GIVEN INFORMATION:
=======
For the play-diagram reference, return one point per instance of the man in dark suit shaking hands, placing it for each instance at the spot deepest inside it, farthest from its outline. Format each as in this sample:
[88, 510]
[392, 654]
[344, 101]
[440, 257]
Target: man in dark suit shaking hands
=======
GOAL:
Render the lines above as a Markdown table with two columns, No. and Line, giving each line its own row with its row number and skipping blank lines.

SOLUTION:
| No. | Line |
|---|---|
| 1 | For the play-diagram reference, return one point per instance of the man in dark suit shaking hands, placing it for each instance at the spot deepest inside it, farthest from its outline. Format each as in this sample: |
| 2 | [88, 510] |
| 3 | [392, 654] |
| 4 | [344, 101] |
| 5 | [440, 257] |
| 6 | Target: man in dark suit shaking hands |